- PROBLEM DESCRIPTION
Which lines of the entries below hold the word "unopened"? Report each of them.

- WORKING DATA
────────────────────────────────────────
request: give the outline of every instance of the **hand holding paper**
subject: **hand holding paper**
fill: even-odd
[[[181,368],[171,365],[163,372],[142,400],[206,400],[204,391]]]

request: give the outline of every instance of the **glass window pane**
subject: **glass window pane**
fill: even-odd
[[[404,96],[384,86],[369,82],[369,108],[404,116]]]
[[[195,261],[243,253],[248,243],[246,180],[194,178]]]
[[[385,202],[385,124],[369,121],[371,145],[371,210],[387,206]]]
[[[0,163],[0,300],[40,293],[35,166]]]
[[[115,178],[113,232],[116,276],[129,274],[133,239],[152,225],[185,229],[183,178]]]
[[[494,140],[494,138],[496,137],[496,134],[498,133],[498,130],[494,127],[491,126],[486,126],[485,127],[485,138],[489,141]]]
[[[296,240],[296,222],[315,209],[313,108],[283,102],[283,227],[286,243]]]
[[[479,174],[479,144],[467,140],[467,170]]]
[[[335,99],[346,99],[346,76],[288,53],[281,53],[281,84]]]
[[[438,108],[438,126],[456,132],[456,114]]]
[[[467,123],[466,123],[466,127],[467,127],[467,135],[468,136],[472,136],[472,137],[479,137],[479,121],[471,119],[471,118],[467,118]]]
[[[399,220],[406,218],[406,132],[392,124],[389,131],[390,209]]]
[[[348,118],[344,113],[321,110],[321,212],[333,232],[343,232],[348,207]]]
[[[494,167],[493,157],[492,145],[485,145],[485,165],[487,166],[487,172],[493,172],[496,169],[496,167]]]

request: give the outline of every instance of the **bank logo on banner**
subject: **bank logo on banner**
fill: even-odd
────────────────────────────────────────
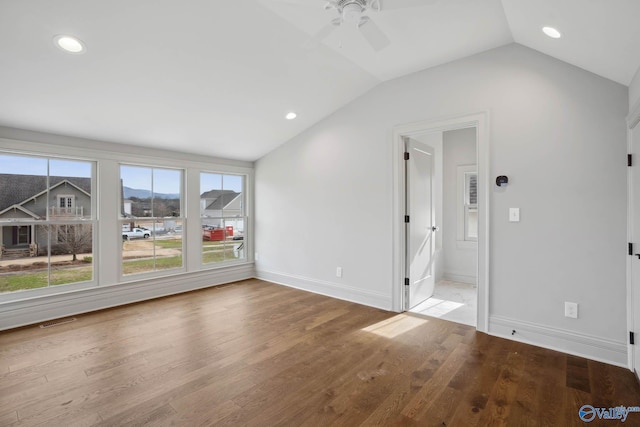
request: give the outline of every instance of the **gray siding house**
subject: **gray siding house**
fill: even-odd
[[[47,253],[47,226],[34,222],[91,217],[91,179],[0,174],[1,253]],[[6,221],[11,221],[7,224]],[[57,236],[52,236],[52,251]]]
────────────────────────────────────────
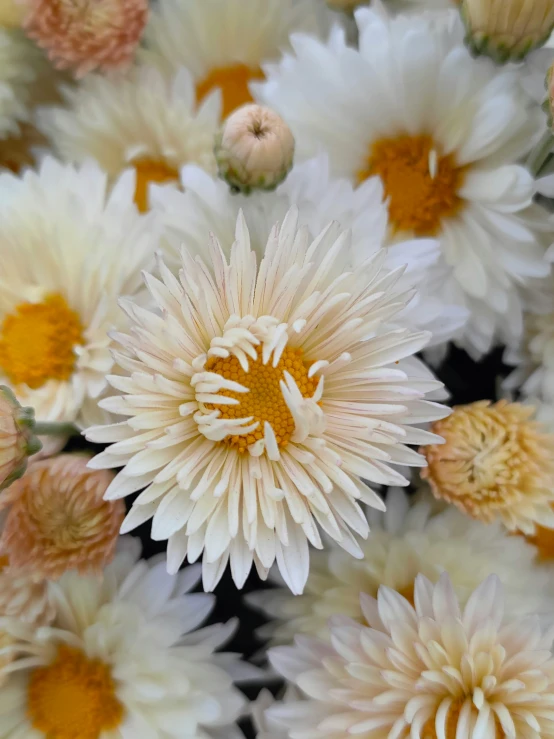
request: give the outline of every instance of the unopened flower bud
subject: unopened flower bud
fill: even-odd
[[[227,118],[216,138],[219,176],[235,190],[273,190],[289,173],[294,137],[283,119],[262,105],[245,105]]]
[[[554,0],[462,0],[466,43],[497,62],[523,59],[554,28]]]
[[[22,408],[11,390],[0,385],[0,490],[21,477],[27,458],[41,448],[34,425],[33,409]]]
────────────────────────────────────────
- ANSWER TO THIS EXERCISE
request: give the outline of every instance of the unopened flower bud
subject: unopened flower bud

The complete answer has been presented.